### Enunciado
En el texto sobre las elecciones venezolanas de 1968, ¿quién quedó en segundo lugar detrás de Caldera y de qué partido era?

### Texto dado

--

A pesar de que la ventaja del candidato Caldera sobre quien llegó segundo (Gonzalo Barrios, de AD) fue de poco más de 30 mil votos, el resultado oficial, anunciado por el Consejo Supremo Electoral, “no causó mayor pea”, sino todo lo contrario.
Las elecciones del 58, 63 y 68 apuntalaron la credibilidad del venezolano en las elecciones como forma de seleccionar a los conductores de la sociedad, ajena a la imposición de las armas y del capricho caudillista.
Un titular del diario El Nacional del 2 de 1968, al día siguiente de la elección de Caldera, decía a 8 columnas: “En los barrios de Caracas todos querían ser los primeros en votar e hicieron las colas desde las 2:00 am”, lo que da cuenta de que el acuerdo de Nueva York había sido exitoso: la asistencia a las urnas sería en adelante masiva, con baja abstención y resultados creíbles.

--

### Datos guardados
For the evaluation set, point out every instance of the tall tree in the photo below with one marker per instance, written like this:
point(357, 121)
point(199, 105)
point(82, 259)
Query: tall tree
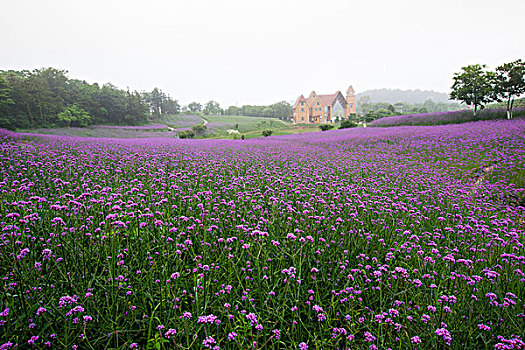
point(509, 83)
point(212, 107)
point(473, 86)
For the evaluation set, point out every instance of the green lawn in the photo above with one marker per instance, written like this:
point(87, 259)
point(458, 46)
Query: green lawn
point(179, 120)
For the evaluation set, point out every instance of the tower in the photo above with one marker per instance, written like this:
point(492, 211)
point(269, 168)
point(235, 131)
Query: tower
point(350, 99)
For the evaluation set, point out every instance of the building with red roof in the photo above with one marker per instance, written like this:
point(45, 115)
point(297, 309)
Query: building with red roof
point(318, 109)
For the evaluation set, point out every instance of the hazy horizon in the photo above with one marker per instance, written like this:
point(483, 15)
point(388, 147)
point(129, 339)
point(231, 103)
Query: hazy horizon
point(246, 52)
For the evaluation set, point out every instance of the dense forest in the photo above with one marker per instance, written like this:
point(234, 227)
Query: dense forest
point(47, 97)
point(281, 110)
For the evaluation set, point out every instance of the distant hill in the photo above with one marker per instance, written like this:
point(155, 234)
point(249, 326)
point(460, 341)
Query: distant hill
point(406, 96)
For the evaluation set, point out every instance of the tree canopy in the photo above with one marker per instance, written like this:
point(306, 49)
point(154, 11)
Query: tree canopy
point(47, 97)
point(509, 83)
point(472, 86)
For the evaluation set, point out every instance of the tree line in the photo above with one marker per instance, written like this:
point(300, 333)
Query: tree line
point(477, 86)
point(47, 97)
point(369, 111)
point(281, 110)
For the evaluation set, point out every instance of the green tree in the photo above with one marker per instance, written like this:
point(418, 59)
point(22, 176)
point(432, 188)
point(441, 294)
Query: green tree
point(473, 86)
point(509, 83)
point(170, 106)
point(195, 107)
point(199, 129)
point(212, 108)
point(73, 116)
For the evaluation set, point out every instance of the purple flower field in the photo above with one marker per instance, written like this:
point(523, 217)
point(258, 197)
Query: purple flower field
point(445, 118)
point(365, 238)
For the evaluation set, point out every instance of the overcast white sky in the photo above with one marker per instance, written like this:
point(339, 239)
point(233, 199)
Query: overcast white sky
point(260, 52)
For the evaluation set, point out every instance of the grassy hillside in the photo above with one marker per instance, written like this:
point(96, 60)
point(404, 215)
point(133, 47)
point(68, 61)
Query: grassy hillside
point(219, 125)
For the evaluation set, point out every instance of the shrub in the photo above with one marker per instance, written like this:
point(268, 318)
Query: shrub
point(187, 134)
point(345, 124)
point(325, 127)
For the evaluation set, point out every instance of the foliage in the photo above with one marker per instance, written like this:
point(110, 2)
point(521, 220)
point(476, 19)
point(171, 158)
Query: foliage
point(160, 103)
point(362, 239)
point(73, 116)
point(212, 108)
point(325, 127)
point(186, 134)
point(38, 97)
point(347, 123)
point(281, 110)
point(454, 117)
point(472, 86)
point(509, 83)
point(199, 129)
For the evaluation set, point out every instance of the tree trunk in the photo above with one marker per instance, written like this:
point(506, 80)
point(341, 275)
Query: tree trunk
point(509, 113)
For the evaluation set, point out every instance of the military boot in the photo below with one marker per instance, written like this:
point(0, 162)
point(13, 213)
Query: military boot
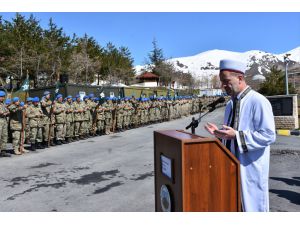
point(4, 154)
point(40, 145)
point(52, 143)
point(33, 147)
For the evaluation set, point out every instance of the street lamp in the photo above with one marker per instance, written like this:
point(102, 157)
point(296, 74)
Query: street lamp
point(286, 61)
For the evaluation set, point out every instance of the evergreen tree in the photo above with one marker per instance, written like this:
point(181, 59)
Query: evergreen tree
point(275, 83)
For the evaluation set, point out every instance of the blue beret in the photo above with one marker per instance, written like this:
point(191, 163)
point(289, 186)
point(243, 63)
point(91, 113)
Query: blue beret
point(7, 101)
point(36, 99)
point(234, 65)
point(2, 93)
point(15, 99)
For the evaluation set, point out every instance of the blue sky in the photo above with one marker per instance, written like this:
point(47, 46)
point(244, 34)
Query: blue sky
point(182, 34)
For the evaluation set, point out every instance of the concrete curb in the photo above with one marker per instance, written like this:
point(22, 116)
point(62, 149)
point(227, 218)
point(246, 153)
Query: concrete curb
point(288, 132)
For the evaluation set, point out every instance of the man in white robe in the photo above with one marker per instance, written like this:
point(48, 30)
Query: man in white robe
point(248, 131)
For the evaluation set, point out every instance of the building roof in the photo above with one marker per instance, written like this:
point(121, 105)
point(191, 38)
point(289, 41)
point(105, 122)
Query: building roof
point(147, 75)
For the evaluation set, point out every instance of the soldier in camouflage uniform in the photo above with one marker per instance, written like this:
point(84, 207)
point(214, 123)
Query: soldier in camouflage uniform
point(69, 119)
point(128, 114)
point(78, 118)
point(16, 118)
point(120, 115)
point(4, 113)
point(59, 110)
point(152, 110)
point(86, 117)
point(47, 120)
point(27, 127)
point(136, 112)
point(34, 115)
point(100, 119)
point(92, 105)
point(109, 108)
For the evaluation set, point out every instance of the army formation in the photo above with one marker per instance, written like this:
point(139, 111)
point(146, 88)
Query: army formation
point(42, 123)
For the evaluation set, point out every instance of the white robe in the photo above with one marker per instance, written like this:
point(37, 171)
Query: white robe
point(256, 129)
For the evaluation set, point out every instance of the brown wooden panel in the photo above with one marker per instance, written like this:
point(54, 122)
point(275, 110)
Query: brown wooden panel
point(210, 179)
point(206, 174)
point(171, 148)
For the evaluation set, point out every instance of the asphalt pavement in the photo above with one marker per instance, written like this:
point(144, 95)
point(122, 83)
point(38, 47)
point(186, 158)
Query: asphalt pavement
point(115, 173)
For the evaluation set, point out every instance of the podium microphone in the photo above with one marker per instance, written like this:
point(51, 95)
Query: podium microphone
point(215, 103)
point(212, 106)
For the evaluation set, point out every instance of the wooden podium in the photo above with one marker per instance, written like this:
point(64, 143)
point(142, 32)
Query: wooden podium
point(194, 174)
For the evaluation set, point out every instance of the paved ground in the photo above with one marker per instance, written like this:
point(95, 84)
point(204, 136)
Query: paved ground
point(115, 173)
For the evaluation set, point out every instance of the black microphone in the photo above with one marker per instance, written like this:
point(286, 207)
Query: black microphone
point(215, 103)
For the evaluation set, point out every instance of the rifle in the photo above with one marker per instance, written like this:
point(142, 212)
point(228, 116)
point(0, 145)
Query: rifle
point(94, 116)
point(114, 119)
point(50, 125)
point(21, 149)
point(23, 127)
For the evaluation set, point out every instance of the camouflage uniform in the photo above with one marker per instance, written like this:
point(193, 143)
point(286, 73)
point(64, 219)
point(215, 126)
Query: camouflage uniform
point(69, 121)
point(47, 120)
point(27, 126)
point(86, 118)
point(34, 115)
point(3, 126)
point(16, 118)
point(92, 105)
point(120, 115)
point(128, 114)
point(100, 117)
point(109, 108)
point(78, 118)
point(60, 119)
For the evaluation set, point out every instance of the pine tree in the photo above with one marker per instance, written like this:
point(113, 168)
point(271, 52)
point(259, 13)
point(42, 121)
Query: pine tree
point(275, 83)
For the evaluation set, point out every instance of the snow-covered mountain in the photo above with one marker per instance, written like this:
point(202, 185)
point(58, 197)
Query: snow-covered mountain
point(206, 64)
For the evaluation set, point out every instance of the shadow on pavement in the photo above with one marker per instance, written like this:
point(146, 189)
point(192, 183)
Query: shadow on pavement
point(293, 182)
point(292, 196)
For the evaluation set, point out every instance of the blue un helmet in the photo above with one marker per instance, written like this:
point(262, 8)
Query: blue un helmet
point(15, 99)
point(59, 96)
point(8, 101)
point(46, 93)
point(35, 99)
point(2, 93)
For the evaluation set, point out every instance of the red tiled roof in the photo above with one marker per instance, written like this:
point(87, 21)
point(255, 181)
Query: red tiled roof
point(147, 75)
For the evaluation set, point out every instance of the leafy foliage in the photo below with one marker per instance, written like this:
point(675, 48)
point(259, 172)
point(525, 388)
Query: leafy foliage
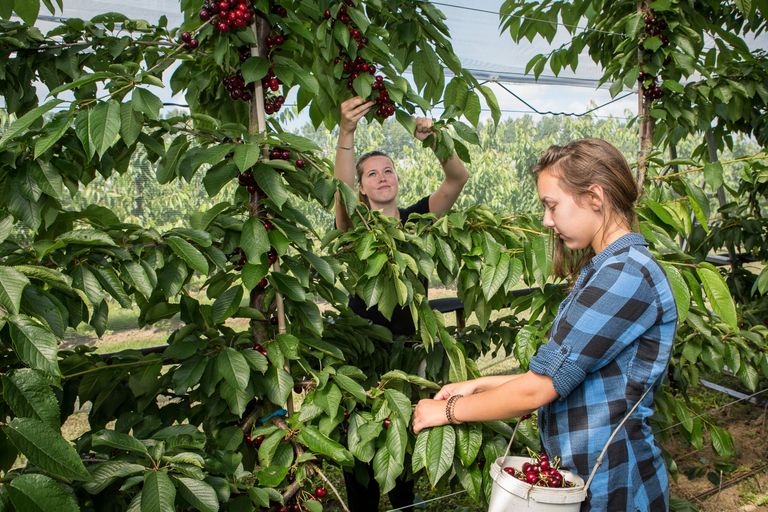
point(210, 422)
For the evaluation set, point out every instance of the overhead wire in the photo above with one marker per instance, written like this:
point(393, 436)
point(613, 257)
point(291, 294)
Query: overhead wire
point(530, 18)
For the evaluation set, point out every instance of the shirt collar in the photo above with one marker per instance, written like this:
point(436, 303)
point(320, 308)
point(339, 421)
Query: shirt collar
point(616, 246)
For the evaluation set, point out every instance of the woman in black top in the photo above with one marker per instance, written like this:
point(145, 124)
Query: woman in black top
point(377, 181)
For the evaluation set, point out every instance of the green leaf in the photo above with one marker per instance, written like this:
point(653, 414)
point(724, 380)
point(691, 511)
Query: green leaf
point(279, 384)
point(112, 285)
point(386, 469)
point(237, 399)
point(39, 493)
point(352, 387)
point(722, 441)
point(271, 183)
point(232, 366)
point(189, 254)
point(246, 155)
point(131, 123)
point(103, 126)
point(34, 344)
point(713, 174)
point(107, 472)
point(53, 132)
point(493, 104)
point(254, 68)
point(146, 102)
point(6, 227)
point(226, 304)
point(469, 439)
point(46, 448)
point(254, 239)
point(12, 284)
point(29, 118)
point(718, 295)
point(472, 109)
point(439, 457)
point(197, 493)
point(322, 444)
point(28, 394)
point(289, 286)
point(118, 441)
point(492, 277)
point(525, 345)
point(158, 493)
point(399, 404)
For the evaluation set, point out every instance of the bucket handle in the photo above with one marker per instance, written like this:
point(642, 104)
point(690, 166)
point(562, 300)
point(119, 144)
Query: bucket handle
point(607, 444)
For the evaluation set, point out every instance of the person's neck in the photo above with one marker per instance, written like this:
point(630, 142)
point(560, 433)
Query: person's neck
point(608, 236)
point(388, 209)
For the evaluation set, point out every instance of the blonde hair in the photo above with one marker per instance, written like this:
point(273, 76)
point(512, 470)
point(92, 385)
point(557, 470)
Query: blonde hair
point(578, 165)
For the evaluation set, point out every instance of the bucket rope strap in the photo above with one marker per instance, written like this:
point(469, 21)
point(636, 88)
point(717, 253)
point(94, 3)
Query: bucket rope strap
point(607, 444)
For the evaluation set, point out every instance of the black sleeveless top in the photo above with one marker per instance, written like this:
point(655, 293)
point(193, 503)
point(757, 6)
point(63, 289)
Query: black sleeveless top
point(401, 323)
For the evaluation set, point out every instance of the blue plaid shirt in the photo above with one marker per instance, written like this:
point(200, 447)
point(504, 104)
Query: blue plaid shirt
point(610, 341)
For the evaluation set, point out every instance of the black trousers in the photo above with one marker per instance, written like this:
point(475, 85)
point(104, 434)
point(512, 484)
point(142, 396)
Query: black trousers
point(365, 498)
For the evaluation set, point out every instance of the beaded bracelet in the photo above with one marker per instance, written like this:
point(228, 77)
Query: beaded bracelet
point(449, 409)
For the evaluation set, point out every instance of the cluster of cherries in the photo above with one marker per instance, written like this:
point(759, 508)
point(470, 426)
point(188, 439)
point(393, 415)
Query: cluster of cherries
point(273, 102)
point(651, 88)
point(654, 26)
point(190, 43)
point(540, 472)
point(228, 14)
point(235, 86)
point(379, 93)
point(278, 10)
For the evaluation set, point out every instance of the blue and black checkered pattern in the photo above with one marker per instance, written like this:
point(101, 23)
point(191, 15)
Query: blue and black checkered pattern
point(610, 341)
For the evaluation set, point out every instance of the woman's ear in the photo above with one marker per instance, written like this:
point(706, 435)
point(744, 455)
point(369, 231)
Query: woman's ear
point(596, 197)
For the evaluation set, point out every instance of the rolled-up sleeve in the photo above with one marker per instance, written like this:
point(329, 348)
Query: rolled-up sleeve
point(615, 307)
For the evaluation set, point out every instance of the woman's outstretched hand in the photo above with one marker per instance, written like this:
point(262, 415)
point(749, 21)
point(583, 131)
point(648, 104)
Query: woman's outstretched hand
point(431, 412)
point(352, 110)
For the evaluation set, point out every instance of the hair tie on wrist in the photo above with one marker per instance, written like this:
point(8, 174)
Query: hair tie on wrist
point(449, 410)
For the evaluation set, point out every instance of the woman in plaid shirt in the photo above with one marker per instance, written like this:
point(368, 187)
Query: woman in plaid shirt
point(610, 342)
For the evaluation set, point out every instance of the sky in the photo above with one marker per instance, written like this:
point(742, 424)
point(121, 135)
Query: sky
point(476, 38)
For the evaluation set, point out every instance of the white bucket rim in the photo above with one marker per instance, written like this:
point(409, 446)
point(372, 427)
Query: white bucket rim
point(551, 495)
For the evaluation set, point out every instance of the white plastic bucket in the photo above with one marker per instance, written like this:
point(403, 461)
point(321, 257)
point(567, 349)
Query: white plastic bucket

--

### Solución
Gonzalo Barrios, de AD.